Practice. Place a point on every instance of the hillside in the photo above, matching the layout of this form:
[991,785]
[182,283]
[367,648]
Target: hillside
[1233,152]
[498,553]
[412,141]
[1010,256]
···
WRITTEN INSTRUCTION
Copy every line of the data above and multiply each coordinate given as an answer by 1.25, rounding to whole numbers with halves rounded up. Leave all other lines and numbers unchanged.

PROBLEM SOLUTION
Practice. Place a point on every instance of the hillside in the photo above, matching the layout of this form:
[991,785]
[182,283]
[367,648]
Target: hillside
[1541,190]
[623,691]
[515,176]
[1263,320]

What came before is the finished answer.